Down to the last line, restate the records below word for word, dropping every image.

*** Opening DATA FOR THIS EXERCISE ***

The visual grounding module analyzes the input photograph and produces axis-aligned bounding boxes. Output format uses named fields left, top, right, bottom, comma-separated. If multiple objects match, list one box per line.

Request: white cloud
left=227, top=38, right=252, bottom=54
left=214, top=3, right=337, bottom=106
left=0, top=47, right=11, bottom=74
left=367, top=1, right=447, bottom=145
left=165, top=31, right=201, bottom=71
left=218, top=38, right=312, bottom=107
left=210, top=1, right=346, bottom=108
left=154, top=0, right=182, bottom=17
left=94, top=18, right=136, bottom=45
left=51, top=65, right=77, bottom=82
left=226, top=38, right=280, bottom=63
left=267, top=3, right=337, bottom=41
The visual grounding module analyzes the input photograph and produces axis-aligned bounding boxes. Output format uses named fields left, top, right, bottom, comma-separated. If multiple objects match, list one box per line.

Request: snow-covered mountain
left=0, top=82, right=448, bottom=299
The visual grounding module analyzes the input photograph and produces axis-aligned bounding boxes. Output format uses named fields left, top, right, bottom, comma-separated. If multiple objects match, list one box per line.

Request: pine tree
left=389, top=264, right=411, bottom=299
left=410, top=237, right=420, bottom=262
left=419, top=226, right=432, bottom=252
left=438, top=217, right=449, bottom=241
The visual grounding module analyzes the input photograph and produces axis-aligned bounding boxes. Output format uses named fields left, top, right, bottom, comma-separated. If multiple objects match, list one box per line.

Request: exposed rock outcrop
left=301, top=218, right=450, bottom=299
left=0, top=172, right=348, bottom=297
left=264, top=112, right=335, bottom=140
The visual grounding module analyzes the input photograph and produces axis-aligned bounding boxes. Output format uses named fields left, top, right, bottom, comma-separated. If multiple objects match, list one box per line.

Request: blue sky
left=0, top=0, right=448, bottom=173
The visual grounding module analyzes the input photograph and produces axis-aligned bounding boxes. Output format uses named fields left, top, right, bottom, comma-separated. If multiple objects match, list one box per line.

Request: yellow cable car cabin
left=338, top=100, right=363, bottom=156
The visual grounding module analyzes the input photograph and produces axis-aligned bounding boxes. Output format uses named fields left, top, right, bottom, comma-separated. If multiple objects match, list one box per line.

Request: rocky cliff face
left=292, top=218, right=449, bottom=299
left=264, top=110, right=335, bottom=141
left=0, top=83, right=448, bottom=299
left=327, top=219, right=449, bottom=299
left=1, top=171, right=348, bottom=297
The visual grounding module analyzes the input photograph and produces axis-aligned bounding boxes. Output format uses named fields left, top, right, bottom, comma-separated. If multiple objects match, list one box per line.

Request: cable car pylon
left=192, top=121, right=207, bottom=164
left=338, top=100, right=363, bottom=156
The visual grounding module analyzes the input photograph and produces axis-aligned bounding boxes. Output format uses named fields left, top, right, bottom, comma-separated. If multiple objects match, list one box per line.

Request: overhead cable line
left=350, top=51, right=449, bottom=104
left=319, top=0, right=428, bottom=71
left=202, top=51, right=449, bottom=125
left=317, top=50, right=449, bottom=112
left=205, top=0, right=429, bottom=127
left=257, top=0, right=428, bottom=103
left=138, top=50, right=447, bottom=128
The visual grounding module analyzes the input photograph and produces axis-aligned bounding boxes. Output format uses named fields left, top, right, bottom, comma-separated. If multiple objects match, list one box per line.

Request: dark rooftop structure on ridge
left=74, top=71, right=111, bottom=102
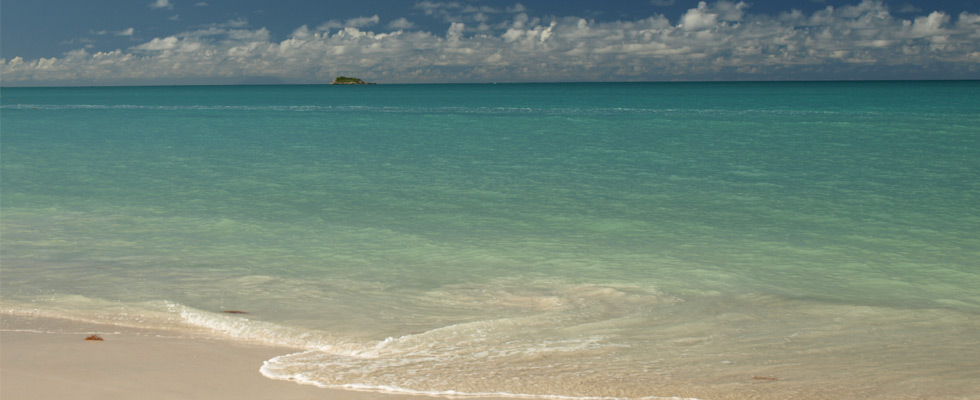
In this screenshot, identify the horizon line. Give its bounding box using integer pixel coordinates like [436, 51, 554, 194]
[4, 77, 979, 89]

*** Closing DATA FOR THIS EXERCISE ***

■ **TASK OUTPUT**
The visual grounding module analyzes the input photograph and produces axis-aligned bounding boxes. Output format uses named fields left, top, right, bottom, comma-separated. If multiple objects match, list one box per line.

Request: white cloud
left=227, top=38, right=252, bottom=54
left=214, top=3, right=337, bottom=106
left=0, top=47, right=11, bottom=74
left=367, top=1, right=447, bottom=145
left=165, top=31, right=201, bottom=71
left=218, top=38, right=312, bottom=107
left=210, top=1, right=346, bottom=108
left=154, top=0, right=182, bottom=17
left=94, top=18, right=136, bottom=45
left=51, top=65, right=77, bottom=82
left=226, top=38, right=280, bottom=63
left=267, top=3, right=337, bottom=41
The visual grounding module analyzes the input photograph and produces axis-aligned bounding boxes. Output format uses named fields left, top, right, bottom, comma-separated. If multiple objects match, list one box per line.

Request: snow-covered mountain
left=0, top=82, right=448, bottom=299
The visual grounding module analyzes the input photograph and produces axis-aligned bounding boxes. Output format uses named fields left, top, right, bottom, comma-separated. If multiple objects match, list one box per line.

Request: pine tree
left=389, top=264, right=411, bottom=299
left=410, top=237, right=420, bottom=262
left=419, top=226, right=432, bottom=252
left=438, top=217, right=449, bottom=241
The visual grounding module analyzes the input photograph and produces axis-aligned bounding boxes. Output format uses named fields left, top, right, bottom, comma-separated. If multiple objects match, list one box per line.

Request: exposed rock outcrop
left=301, top=218, right=450, bottom=299
left=0, top=172, right=348, bottom=297
left=264, top=112, right=335, bottom=140
The visual grounding module analyzes the input photograph and produces axis-aligned bounding boxes. Output format uses named fields left, top, right, bottom, comma-separated. If multiple objects match, list one box per line.

Request: blue sky
left=0, top=0, right=448, bottom=173
The visual grounding module analyzes the input photograph and produces axis-aligned bounding boxes. Output format uses named fields left, top, right, bottom, comma-separated. If multiple objects match, list one box per line.

Request: yellow cable car cabin
left=338, top=100, right=363, bottom=156
The visual grounding module analyzes the input photograph and produces axis-aligned bounding boxes. Output format uses named fields left, top, right, bottom, comma-separated. If multiple objects match, list one box per line.

Request: rocky cliff face
left=292, top=218, right=449, bottom=299
left=264, top=110, right=335, bottom=141
left=0, top=83, right=448, bottom=299
left=327, top=219, right=449, bottom=299
left=1, top=171, right=348, bottom=297
The visual grounding module analyzes the input photograph and produces axis-aligned bounding boxes. Output format uses named fields left, top, right, bottom, comma-separated. If multiple objects match, list one box per line.

Request: cable car pylon
left=192, top=121, right=207, bottom=164
left=338, top=100, right=363, bottom=156
The visual grounding module analyzes the input photograph and produces axis-aligned bounding boxes. Output format uses named fields left, top, right, bottom, comma-separated. If multiple objects match, list one box per line.

Request: overhead cable line
left=350, top=51, right=449, bottom=104
left=319, top=0, right=428, bottom=71
left=202, top=51, right=449, bottom=125
left=317, top=50, right=449, bottom=112
left=205, top=0, right=429, bottom=127
left=257, top=0, right=428, bottom=103
left=138, top=50, right=447, bottom=128
The visual grounding module analyzes the input photograph and produces axis-aligned bounding boxes. Output format uses named fields left, top, right, bottom, comma-separated. If multiple objects match, list one box per line.

Request: dark rooftop structure on ridge
left=74, top=71, right=111, bottom=102
In this screenshot, identify the horizon line. Give its bounding box using integer pixel coordinates like [436, 51, 554, 194]
[4, 77, 979, 89]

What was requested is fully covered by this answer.